## WRITTEN PROBLEM:
Format every line of the rows below as a numbered list, omitting any blank lines.

## AVAILABLE DATA:
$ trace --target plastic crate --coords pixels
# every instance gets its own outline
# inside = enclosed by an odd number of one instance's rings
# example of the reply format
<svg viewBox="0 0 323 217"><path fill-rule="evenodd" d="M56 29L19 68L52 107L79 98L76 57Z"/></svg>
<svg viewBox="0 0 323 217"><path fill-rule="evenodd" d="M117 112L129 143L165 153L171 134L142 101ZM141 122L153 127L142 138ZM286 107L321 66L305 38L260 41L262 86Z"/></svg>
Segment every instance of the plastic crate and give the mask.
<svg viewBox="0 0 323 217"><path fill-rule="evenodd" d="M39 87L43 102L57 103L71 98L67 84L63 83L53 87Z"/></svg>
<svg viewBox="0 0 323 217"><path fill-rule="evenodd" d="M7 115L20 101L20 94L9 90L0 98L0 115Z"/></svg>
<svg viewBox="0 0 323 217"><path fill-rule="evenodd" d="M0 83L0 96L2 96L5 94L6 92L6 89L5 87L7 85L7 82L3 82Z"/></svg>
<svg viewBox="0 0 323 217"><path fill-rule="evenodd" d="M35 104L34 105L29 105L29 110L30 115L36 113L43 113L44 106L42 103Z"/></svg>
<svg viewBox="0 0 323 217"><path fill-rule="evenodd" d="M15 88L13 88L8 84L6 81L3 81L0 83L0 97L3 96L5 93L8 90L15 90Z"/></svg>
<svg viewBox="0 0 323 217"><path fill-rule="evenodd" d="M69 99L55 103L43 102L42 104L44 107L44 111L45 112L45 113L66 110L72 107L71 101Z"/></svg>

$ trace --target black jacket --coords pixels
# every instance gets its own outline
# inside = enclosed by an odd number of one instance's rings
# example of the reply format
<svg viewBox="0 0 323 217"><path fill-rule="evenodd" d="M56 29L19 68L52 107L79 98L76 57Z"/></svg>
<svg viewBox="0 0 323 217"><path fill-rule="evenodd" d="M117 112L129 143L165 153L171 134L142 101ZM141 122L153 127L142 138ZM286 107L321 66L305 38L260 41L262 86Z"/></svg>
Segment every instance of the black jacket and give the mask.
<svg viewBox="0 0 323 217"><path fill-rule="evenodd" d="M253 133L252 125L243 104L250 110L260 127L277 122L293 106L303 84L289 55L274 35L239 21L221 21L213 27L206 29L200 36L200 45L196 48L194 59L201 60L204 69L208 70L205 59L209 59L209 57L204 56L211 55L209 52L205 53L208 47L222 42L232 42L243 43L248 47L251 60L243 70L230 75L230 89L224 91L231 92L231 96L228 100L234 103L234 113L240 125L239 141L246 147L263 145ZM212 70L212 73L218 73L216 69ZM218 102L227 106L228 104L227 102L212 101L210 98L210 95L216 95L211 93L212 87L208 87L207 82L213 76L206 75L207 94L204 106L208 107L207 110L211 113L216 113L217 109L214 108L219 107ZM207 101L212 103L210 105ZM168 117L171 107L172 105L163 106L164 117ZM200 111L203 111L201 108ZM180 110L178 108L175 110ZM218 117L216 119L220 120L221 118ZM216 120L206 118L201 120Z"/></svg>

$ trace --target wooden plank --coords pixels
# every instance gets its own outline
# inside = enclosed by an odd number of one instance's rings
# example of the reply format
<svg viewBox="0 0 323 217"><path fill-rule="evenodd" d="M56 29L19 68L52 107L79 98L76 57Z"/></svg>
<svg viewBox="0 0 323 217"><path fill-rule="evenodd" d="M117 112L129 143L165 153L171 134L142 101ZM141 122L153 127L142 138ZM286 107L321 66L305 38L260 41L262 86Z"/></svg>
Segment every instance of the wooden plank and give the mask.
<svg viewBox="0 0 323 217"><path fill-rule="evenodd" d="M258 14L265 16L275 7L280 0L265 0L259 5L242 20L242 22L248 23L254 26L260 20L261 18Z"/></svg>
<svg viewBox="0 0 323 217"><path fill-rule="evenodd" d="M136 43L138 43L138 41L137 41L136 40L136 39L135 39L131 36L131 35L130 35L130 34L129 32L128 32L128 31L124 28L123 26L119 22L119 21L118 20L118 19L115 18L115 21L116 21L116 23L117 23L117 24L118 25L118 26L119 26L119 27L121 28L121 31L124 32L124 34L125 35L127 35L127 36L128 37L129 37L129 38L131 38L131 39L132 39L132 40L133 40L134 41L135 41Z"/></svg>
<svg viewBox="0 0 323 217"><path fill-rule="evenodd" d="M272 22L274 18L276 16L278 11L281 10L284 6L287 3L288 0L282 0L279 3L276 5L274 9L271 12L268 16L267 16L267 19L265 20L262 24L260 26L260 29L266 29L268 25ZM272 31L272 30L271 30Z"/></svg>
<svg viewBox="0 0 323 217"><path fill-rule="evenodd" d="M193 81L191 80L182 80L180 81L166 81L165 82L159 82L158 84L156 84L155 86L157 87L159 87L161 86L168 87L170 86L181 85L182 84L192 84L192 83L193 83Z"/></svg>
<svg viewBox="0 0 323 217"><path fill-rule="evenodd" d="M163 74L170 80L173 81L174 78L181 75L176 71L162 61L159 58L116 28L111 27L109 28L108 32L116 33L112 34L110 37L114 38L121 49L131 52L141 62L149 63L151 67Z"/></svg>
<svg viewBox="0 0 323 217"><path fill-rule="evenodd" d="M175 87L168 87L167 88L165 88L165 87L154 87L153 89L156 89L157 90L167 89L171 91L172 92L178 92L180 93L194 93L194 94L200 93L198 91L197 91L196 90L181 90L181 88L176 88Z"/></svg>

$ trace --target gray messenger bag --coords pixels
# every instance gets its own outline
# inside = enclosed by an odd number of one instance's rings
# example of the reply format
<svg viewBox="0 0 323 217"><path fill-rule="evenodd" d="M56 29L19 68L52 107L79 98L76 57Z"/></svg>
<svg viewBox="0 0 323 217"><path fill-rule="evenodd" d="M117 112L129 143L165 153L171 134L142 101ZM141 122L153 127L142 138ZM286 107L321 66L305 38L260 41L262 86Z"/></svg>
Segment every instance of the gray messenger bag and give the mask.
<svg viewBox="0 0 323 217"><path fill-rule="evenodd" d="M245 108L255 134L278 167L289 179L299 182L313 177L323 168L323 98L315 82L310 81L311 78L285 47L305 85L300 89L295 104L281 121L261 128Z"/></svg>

## TASK OUTPUT:
1. $ trace --target plastic crate --coords pixels
2. # every instance gets its own outline
3. # inside = enclosed by an odd number of one instance's rings
4. # example of the reply format
5. <svg viewBox="0 0 323 217"><path fill-rule="evenodd" d="M56 29L19 68L52 107L79 98L76 57Z"/></svg>
6. <svg viewBox="0 0 323 217"><path fill-rule="evenodd" d="M117 112L129 143L165 153L171 134L142 101ZM141 122L153 127L142 138ZM286 107L321 66L305 38L260 41L262 86Z"/></svg>
7. Segment every instance of the plastic crate and give the mask.
8. <svg viewBox="0 0 323 217"><path fill-rule="evenodd" d="M39 87L43 102L57 103L71 98L67 84L63 83L53 87Z"/></svg>
9. <svg viewBox="0 0 323 217"><path fill-rule="evenodd" d="M7 115L20 101L20 94L9 90L0 98L0 115Z"/></svg>
10. <svg viewBox="0 0 323 217"><path fill-rule="evenodd" d="M0 83L0 96L2 96L5 94L6 92L6 89L5 87L7 85L7 82L3 82Z"/></svg>
11. <svg viewBox="0 0 323 217"><path fill-rule="evenodd" d="M35 104L34 105L29 105L29 110L30 115L36 113L43 113L44 106L42 103Z"/></svg>
12. <svg viewBox="0 0 323 217"><path fill-rule="evenodd" d="M15 88L13 88L8 84L6 81L3 81L0 83L0 97L3 96L5 93L8 90L15 90Z"/></svg>
13. <svg viewBox="0 0 323 217"><path fill-rule="evenodd" d="M69 99L55 103L43 102L42 104L44 107L44 111L45 112L45 113L66 110L72 107L71 101Z"/></svg>
14. $ trace --target black jacket --coords pixels
15. # every instance gets its own outline
16. # inside = enclosed by an odd number of one instance's rings
17. # example of the reply format
18. <svg viewBox="0 0 323 217"><path fill-rule="evenodd" d="M56 29L19 68L52 107L79 98L76 57Z"/></svg>
19. <svg viewBox="0 0 323 217"><path fill-rule="evenodd" d="M117 112L129 143L165 153L171 134L142 101ZM141 122L153 127L142 138ZM286 107L321 66L305 38L260 41L262 86Z"/></svg>
20. Segment every instance of the black jacket and give the mask.
21. <svg viewBox="0 0 323 217"><path fill-rule="evenodd" d="M253 133L252 125L243 104L250 110L260 127L277 122L293 106L303 84L289 55L274 35L239 21L221 21L213 27L206 29L200 36L200 45L196 48L194 59L201 60L204 69L208 70L205 59L209 59L209 57L204 56L211 55L209 52L205 53L208 47L222 42L232 42L243 43L248 47L251 60L243 70L230 75L230 89L224 91L231 92L231 96L228 100L234 103L234 113L240 125L239 141L246 147L263 145ZM212 70L212 73L218 73L216 69ZM218 102L227 106L228 104L227 102L212 101L210 98L210 95L216 95L211 93L212 87L208 87L207 82L213 76L206 75L207 94L204 106L208 107L207 110L211 113L216 113L217 109L214 108L219 107ZM207 101L212 103L210 105ZM168 117L171 107L172 105L163 106L164 117ZM200 111L203 111L201 108ZM180 110L178 108L175 110ZM218 117L216 119L220 120L221 118ZM216 120L206 118L201 120Z"/></svg>
22. $ trace --target wooden plank --coords pixels
23. # every instance gets its own outline
24. # inside = enclosed by an odd number of one instance's rings
25. # example of the reply format
26. <svg viewBox="0 0 323 217"><path fill-rule="evenodd" d="M56 29L19 68L52 107L79 98L76 57Z"/></svg>
27. <svg viewBox="0 0 323 217"><path fill-rule="evenodd" d="M117 112L129 143L165 153L171 134L142 101ZM141 122L153 127L142 138ZM286 107L321 66L305 38L260 41L262 86Z"/></svg>
28. Segment every instance of the wooden plank and give the mask.
29. <svg viewBox="0 0 323 217"><path fill-rule="evenodd" d="M258 14L265 16L275 7L280 0L265 0L259 5L242 20L242 22L248 23L254 26L260 20L261 18Z"/></svg>
30. <svg viewBox="0 0 323 217"><path fill-rule="evenodd" d="M136 43L138 43L138 41L137 41L136 40L136 39L135 39L131 36L131 35L130 35L130 34L129 32L128 32L128 31L124 28L123 26L119 22L119 21L118 20L118 19L115 18L115 21L116 21L116 23L117 23L117 24L118 25L118 26L119 26L119 27L121 28L121 31L124 32L124 34L125 35L127 35L127 36L128 37L129 37L129 38L131 38L131 39L132 39L132 40L133 40L134 41L135 41Z"/></svg>
31. <svg viewBox="0 0 323 217"><path fill-rule="evenodd" d="M272 22L274 18L276 16L278 11L281 10L284 6L287 3L288 0L282 0L279 3L276 5L274 9L271 12L268 16L267 16L267 19L265 20L262 24L260 26L260 29L266 29L268 25ZM272 31L272 30L271 30Z"/></svg>
32. <svg viewBox="0 0 323 217"><path fill-rule="evenodd" d="M193 81L191 80L182 80L180 81L166 81L165 82L159 82L158 84L156 84L155 86L157 87L159 87L161 86L168 87L170 86L181 85L182 84L192 84L192 83L193 83Z"/></svg>
33. <svg viewBox="0 0 323 217"><path fill-rule="evenodd" d="M163 74L170 80L173 81L174 78L181 75L176 71L162 61L159 58L116 28L111 27L109 28L108 32L116 33L112 34L110 37L114 38L121 49L131 52L141 62L149 63L151 67Z"/></svg>
34. <svg viewBox="0 0 323 217"><path fill-rule="evenodd" d="M175 87L168 87L167 88L165 88L165 87L154 87L153 89L156 89L157 90L167 89L171 91L172 92L178 92L180 93L194 93L194 94L200 93L198 91L197 91L196 90L181 90L181 88L176 88Z"/></svg>
35. $ trace --target gray messenger bag --coords pixels
36. # every instance gets its own outline
37. # inside = enclosed by an odd number of one instance's rings
38. # example of the reply format
39. <svg viewBox="0 0 323 217"><path fill-rule="evenodd" d="M56 29L19 68L52 107L79 98L76 57Z"/></svg>
40. <svg viewBox="0 0 323 217"><path fill-rule="evenodd" d="M117 112L129 143L165 153L171 134L142 101ZM141 122L153 127L142 138ZM286 107L321 66L305 38L260 41L262 86Z"/></svg>
41. Segment every instance of the gray messenger bag and give the mask.
42. <svg viewBox="0 0 323 217"><path fill-rule="evenodd" d="M245 108L255 134L278 167L289 179L299 182L313 177L323 168L323 98L315 82L310 81L311 78L285 47L305 85L300 89L295 104L281 121L261 128Z"/></svg>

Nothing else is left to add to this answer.